OBJECTIVE A: Return every line of the rows that contains the word "collar".

PROVIDED PASSAGE:

---*---

C1.2 Scan all the Vars in AST and store a name map for them

Consider such a scenario in general cases: A Var is declared first, but its usage is going to be put in META along with some other non-printable node containing it. To print correctly, we have to collect all vars that are going to be put in META, and C1.1 is a special case to handle Vars in Buffer. If in the future we want to put more nodes into META, we have to keep this problem in mind.

But we can do this more aggressively to totally alleviate this problem, we can just scan all the Vars in AST and store a name map for them into META. Then for all the Var occurances, we can just print a name_hint no matter how we use this Var.

Pros: Simple and works generally. Note that it also works if we don't put the Buffer into META. Cons: Hurts the writability most, since all the declaration of Vars lies in META.

spectrometerHBH commented 4 years ago

I will land a version that avoids using META then.

spectrometerHBH commented 4 years ago

Is GetType always return PrimType or PointerType? Is there an API to convert Type to dtype?

tqchen commented 4 years ago

Type to dtype: https://github.com/apache/incubator-tvm/blob/master/include/tvm/tir/op.h#L70 (note that it is always safe to construct a Var with Type, because Type is more fine grained). It is fine to print a Var without Type(only with dtype) but load it back containing Type.

We cannot always deduce Type from dtype though

spectrometerHBH commented 4 years ago

btw, if the identifier doesn't begin with %, the lexer will confuse it with CNAME used in meta. So I will keep % atm.

tqchen commented 4 years ago

I see, we will need to at least print mod as truncmod instead of % then.

spectrometerHBH commented 4 years ago

I've implemented a printer&parser for my current syntax. I'll attach the g4 file below for discussions in our next meeting. Note that it hasn't support META in Attr, and Attr(and DictAttr) is the only place that will result in nodes being put in META.

---*---

RAW RECORDS:
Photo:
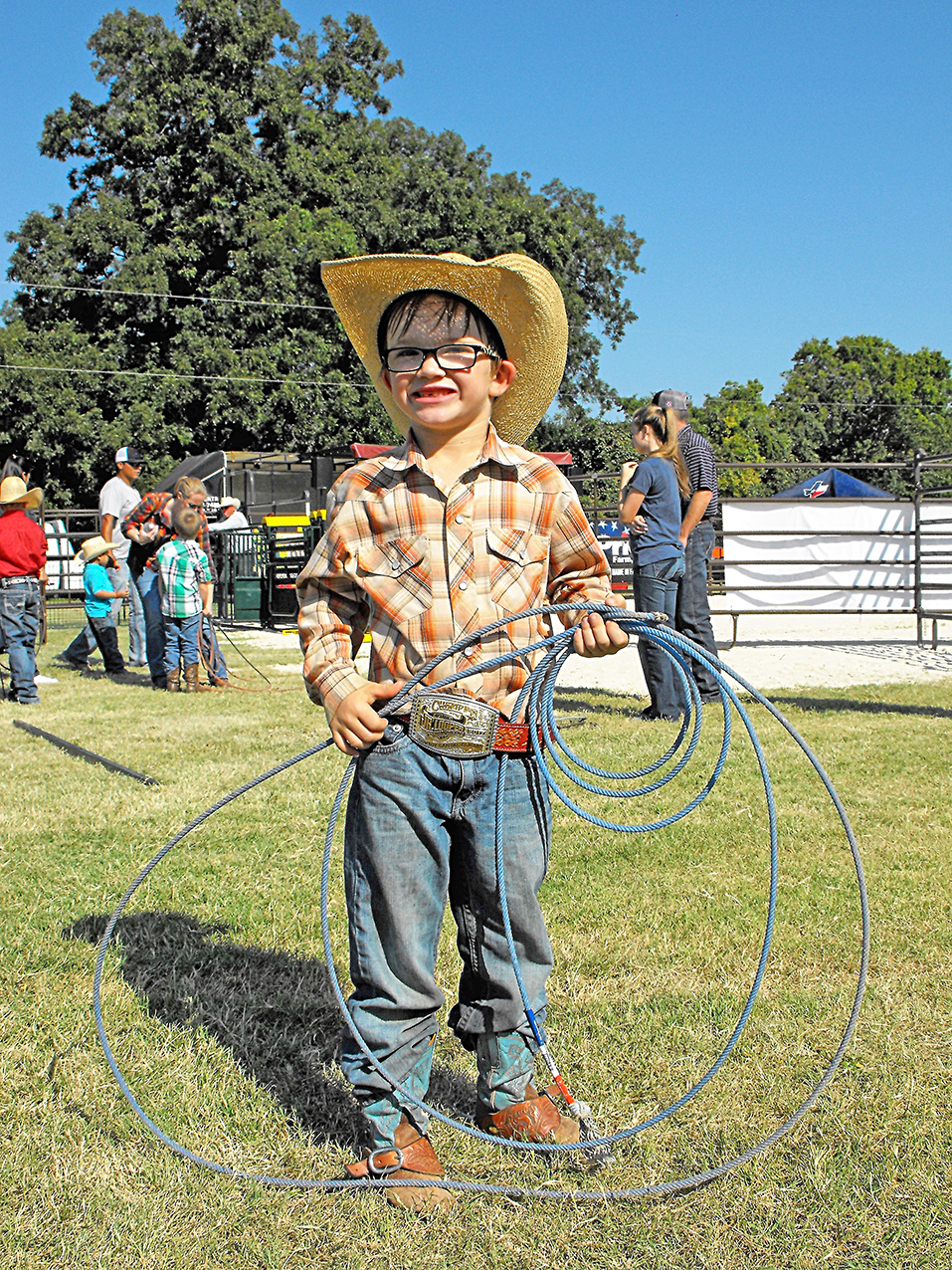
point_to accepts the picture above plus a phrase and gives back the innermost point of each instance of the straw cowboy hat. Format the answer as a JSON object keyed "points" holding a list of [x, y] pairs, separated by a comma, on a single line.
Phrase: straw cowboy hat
{"points": [[518, 295], [13, 489], [93, 547]]}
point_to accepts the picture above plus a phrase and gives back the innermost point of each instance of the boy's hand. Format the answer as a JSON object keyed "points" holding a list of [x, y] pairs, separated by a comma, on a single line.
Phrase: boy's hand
{"points": [[355, 724], [597, 638]]}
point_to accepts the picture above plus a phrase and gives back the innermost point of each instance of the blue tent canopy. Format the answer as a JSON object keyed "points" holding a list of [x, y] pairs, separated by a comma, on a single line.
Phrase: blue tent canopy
{"points": [[833, 484]]}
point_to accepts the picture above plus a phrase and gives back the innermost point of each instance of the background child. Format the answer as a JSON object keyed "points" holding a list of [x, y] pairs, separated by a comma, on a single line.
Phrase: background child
{"points": [[654, 491], [99, 594], [441, 536], [22, 578], [185, 580]]}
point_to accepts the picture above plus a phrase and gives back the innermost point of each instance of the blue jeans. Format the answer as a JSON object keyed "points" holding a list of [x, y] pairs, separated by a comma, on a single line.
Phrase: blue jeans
{"points": [[657, 592], [84, 644], [108, 642], [693, 612], [147, 583], [420, 829], [122, 576], [180, 642], [19, 622]]}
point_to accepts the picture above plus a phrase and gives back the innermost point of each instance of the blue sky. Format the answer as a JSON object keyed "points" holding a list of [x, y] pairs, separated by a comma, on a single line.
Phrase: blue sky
{"points": [[789, 165]]}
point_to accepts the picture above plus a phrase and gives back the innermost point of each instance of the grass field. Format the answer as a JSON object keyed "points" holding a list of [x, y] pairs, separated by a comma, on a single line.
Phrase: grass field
{"points": [[219, 1008]]}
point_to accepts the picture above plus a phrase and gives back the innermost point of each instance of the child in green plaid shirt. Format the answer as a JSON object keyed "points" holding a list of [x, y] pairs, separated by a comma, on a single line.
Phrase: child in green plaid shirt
{"points": [[185, 583]]}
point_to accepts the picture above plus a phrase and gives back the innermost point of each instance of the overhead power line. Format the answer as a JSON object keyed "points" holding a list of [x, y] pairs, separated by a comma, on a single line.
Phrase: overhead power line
{"points": [[171, 375], [166, 295]]}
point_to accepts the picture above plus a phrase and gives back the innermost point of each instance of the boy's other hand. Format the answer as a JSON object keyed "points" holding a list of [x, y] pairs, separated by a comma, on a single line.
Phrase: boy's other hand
{"points": [[355, 724], [597, 638]]}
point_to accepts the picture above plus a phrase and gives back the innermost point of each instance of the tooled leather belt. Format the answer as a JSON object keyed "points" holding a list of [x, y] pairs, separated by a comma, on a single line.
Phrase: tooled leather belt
{"points": [[459, 727]]}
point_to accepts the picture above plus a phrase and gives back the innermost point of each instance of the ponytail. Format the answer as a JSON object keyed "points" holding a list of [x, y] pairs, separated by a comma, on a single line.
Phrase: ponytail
{"points": [[664, 424]]}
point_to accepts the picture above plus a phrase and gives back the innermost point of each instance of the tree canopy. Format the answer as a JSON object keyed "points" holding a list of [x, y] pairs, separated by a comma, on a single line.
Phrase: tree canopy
{"points": [[229, 157]]}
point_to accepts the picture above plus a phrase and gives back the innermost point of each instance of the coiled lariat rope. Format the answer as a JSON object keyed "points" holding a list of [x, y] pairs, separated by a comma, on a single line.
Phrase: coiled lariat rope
{"points": [[550, 749]]}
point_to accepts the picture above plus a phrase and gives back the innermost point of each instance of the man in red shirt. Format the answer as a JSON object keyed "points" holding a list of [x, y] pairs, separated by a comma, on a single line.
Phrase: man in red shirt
{"points": [[22, 570]]}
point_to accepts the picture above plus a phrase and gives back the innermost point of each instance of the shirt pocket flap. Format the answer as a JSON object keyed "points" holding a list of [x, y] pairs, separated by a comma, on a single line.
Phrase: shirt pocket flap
{"points": [[391, 559], [518, 546]]}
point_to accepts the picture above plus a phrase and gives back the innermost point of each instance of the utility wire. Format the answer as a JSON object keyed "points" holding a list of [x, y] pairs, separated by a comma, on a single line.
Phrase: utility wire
{"points": [[165, 295], [171, 375]]}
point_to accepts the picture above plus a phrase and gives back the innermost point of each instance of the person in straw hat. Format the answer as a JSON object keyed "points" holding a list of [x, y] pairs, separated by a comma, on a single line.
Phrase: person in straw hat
{"points": [[449, 531], [96, 556], [22, 574]]}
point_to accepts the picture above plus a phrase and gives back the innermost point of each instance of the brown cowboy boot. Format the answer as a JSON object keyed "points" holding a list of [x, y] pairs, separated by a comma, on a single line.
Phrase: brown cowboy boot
{"points": [[410, 1156], [534, 1119]]}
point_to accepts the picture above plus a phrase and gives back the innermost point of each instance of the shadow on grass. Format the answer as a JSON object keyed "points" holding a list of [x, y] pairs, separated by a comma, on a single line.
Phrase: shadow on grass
{"points": [[276, 1012], [823, 704]]}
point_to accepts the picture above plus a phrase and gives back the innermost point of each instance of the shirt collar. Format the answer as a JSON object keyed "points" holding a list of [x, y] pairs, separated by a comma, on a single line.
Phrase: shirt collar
{"points": [[409, 455]]}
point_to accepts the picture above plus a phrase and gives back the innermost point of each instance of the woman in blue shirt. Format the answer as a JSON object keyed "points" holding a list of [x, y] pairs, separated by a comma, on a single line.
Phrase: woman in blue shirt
{"points": [[654, 493]]}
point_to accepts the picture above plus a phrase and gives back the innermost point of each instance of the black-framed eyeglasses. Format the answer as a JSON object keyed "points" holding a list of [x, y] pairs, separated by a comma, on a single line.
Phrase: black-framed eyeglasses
{"points": [[449, 357]]}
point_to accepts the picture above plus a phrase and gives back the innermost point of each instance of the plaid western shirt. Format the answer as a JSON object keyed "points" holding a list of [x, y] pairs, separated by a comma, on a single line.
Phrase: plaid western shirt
{"points": [[419, 566], [182, 565], [157, 507]]}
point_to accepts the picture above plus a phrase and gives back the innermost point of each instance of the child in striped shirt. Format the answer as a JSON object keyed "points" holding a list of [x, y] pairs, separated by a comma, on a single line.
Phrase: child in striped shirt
{"points": [[185, 583]]}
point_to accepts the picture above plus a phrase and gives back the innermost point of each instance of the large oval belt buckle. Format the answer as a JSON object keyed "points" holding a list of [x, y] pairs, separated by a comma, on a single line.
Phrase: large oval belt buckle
{"points": [[454, 726]]}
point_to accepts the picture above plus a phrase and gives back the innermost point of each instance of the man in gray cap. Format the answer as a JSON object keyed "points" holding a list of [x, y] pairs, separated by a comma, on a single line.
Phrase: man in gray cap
{"points": [[693, 612]]}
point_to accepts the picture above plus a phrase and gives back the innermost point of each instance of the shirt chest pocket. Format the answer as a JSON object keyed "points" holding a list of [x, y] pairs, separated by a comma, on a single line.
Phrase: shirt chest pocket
{"points": [[396, 576], [518, 568]]}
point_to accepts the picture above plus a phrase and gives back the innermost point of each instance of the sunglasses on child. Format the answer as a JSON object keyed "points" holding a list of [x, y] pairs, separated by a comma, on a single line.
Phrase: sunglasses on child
{"points": [[449, 357]]}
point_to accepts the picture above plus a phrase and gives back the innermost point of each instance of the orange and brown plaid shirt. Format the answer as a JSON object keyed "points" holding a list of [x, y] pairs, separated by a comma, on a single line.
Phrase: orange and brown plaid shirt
{"points": [[418, 566]]}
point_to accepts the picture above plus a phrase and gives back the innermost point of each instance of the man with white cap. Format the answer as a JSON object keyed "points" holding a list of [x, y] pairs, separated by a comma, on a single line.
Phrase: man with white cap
{"points": [[115, 501], [22, 574]]}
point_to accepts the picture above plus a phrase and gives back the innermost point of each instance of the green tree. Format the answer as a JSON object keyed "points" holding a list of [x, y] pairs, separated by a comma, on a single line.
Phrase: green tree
{"points": [[220, 168], [865, 400], [743, 428]]}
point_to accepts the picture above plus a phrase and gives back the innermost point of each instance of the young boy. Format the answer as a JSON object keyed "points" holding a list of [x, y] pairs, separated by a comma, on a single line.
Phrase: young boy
{"points": [[456, 528], [185, 582], [99, 594]]}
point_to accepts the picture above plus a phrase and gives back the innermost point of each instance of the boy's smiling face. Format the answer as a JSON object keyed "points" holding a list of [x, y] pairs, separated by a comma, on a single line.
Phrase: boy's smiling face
{"points": [[440, 403]]}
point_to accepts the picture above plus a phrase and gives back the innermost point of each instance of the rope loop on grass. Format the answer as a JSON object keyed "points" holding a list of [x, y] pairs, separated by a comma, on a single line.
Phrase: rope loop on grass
{"points": [[536, 705]]}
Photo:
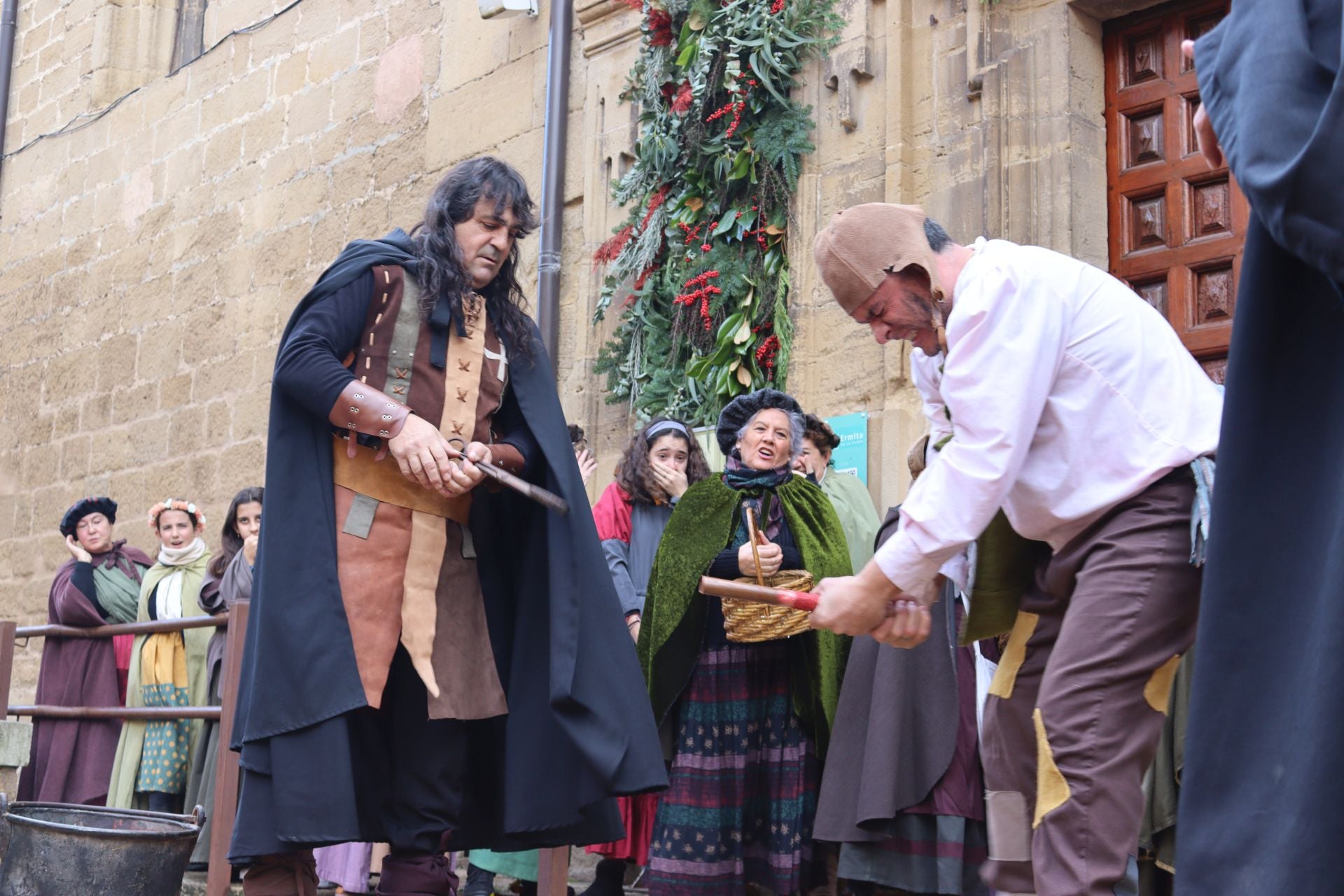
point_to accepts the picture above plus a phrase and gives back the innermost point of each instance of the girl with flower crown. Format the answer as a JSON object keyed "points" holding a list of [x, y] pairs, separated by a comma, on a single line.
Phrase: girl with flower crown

---*---

OBJECTIVE B: In order, list the author of each comment in the thread that is marked "commented 4 years ago".

RIGHT ANSWER A:
point_to accepts the picture above plus a phrase and gives back the innermost point of each instance of the shirt collar. Format the answer as a JSON object keyed "points" holding a list of [x, y] pairs, separated by a comma, on a single line.
Phrase: shirt collar

RIGHT ANSWER B:
spectrometerHBH
spectrometerHBH
tqchen
spectrometerHBH
tqchen
spectrometerHBH